- Assignment -
Scan the records for the string "turquoise", then copy each line that has it.
########################################
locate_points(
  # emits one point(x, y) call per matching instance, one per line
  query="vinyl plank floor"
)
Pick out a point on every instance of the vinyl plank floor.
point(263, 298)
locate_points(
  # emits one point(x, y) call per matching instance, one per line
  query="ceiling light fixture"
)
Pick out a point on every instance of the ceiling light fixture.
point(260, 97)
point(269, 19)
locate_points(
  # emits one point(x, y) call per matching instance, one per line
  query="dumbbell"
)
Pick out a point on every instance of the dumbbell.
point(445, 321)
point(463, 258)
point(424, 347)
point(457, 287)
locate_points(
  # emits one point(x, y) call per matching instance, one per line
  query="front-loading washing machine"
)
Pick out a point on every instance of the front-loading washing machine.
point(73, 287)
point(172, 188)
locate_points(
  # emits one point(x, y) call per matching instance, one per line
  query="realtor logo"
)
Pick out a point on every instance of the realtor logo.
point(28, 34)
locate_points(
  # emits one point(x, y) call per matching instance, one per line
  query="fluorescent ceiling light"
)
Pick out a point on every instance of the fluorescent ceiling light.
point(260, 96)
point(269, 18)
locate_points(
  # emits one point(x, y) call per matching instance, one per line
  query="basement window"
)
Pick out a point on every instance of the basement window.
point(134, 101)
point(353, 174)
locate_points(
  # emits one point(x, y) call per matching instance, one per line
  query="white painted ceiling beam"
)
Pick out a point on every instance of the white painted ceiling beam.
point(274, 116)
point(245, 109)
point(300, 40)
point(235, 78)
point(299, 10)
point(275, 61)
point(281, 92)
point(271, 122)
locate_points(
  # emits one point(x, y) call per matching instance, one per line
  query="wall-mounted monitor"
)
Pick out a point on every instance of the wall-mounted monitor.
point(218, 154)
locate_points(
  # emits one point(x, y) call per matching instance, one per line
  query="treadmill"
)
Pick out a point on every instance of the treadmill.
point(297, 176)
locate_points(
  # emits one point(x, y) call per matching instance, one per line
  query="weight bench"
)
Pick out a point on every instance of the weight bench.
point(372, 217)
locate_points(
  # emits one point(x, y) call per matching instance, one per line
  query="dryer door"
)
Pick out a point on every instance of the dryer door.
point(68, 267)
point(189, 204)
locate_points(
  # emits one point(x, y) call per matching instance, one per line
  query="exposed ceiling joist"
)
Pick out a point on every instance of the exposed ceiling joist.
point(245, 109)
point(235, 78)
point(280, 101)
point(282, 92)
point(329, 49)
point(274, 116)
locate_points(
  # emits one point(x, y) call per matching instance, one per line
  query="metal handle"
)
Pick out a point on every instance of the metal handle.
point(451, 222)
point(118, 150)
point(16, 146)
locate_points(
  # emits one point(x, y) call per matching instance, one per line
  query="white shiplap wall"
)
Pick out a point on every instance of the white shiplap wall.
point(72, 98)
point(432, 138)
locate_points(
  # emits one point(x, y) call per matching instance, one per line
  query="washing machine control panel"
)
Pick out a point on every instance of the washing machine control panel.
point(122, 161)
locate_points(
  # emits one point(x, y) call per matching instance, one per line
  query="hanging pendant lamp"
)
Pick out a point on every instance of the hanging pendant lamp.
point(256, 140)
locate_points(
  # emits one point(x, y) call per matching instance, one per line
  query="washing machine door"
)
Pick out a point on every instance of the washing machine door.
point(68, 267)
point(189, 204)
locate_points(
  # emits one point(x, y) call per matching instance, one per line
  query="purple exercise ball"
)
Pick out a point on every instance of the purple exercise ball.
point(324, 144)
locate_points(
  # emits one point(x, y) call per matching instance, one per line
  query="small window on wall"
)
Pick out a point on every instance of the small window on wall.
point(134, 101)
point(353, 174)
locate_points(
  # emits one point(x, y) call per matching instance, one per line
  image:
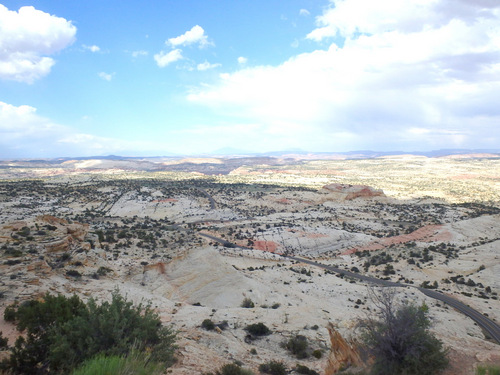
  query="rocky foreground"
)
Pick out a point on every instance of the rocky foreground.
point(143, 237)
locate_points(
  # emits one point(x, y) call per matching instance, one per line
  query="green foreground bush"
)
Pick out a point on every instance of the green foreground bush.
point(134, 363)
point(400, 341)
point(60, 333)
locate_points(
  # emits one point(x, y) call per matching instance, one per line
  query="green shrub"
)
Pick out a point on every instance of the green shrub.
point(400, 341)
point(4, 342)
point(134, 363)
point(258, 329)
point(273, 368)
point(305, 370)
point(61, 332)
point(297, 345)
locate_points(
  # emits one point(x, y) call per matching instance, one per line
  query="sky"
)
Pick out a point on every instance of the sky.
point(192, 77)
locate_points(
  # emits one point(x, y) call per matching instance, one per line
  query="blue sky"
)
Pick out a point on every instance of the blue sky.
point(192, 77)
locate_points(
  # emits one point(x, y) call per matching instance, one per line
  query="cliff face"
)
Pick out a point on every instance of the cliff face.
point(343, 354)
point(350, 192)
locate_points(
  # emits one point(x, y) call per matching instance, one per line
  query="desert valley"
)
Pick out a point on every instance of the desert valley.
point(211, 239)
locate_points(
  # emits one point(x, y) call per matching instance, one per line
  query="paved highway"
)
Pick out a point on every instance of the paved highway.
point(492, 328)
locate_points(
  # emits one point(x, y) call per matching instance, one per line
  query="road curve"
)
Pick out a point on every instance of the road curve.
point(492, 328)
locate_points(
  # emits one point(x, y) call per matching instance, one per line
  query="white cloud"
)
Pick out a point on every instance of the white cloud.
point(165, 58)
point(27, 35)
point(106, 76)
point(206, 65)
point(24, 133)
point(399, 65)
point(194, 36)
point(92, 48)
point(136, 54)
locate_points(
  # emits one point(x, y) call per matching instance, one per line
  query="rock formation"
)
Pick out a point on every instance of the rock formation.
point(342, 354)
point(350, 192)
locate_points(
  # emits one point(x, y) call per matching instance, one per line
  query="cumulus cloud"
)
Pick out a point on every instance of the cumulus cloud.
point(25, 37)
point(25, 133)
point(165, 58)
point(194, 36)
point(92, 48)
point(206, 65)
point(106, 76)
point(398, 65)
point(136, 54)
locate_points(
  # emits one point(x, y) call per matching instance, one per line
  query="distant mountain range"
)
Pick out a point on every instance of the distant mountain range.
point(231, 153)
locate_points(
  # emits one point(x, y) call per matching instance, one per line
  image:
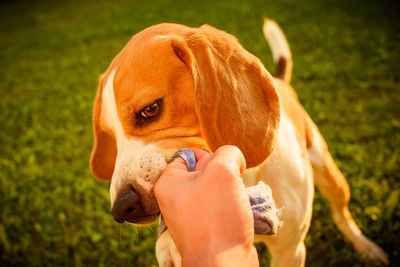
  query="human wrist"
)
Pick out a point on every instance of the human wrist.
point(199, 255)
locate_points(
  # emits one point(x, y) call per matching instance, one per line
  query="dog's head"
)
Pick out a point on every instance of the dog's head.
point(173, 87)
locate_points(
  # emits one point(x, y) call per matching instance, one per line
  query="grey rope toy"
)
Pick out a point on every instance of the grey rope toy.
point(265, 213)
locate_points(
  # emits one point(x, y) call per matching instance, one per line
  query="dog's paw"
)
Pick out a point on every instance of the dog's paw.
point(266, 215)
point(370, 252)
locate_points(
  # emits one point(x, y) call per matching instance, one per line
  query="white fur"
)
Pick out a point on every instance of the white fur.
point(137, 165)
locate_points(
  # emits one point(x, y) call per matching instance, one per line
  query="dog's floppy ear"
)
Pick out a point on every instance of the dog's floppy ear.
point(104, 153)
point(236, 99)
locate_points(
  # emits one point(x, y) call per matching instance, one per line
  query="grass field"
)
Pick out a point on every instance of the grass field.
point(53, 212)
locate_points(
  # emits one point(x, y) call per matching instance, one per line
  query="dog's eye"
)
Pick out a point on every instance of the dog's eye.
point(150, 111)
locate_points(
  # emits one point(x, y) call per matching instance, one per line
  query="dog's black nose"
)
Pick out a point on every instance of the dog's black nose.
point(126, 206)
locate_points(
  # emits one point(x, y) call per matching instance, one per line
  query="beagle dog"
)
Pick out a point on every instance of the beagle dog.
point(174, 87)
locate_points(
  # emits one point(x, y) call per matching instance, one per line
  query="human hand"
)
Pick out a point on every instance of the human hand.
point(207, 211)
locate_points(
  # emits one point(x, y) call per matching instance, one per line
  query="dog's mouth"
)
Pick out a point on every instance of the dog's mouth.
point(134, 215)
point(128, 208)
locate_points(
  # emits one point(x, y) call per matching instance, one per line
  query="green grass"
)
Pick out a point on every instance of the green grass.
point(53, 212)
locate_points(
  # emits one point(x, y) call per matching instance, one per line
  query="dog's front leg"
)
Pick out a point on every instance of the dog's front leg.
point(166, 252)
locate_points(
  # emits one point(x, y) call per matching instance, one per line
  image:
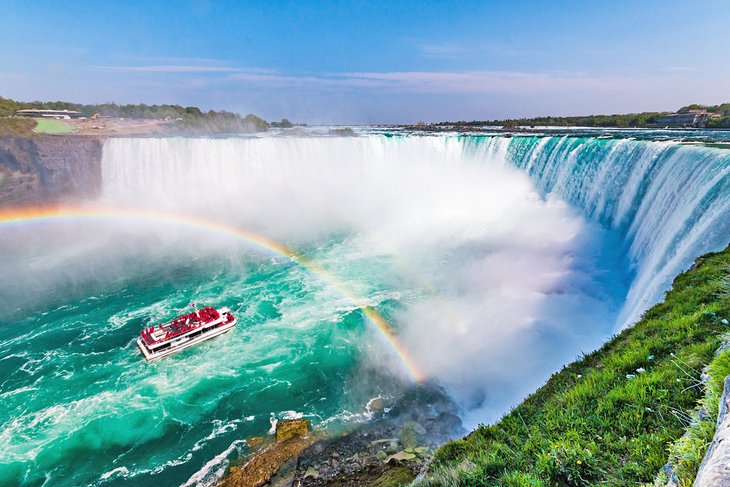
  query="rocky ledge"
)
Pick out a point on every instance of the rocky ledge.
point(389, 450)
point(46, 170)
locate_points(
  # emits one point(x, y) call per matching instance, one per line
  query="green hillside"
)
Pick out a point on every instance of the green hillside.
point(615, 416)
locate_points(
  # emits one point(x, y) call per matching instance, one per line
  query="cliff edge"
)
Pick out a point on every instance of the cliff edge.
point(46, 170)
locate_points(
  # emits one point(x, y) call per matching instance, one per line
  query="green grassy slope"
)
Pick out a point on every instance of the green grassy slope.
point(52, 127)
point(612, 417)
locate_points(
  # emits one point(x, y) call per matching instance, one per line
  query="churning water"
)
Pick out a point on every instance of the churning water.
point(495, 259)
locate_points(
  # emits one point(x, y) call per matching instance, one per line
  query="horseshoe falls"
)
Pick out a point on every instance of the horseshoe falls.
point(496, 260)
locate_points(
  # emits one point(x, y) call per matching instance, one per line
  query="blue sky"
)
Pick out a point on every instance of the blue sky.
point(371, 62)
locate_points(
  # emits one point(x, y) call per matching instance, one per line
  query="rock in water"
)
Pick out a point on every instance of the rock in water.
point(297, 428)
point(410, 434)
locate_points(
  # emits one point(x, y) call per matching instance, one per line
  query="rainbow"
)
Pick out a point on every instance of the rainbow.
point(19, 216)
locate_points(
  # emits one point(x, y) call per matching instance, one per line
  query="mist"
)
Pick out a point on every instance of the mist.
point(498, 286)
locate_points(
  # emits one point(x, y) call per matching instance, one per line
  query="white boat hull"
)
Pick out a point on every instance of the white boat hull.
point(183, 342)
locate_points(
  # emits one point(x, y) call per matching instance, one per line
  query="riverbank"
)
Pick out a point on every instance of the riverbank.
point(612, 416)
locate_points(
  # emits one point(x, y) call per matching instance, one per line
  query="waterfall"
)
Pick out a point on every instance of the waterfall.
point(669, 202)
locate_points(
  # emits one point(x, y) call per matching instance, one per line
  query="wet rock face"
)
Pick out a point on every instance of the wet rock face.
point(298, 428)
point(389, 450)
point(46, 170)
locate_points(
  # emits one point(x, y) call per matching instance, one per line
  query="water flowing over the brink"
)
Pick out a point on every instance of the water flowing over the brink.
point(669, 201)
point(495, 259)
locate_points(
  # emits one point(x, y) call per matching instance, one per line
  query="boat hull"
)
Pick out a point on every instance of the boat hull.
point(183, 343)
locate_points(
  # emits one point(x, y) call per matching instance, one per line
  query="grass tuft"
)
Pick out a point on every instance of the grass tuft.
point(615, 416)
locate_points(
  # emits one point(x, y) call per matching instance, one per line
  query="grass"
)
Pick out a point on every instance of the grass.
point(45, 126)
point(17, 127)
point(616, 416)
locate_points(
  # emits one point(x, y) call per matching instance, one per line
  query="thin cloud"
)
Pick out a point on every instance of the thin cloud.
point(442, 51)
point(168, 68)
point(450, 81)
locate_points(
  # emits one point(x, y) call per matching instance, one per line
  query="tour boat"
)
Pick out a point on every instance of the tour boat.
point(184, 331)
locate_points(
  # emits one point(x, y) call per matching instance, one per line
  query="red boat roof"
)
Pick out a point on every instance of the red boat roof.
point(181, 324)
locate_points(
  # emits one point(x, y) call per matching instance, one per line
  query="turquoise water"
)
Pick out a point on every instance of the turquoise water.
########################################
- Response below -
  query="turquoise water"
Pick out a point on every instance of the turquoise water.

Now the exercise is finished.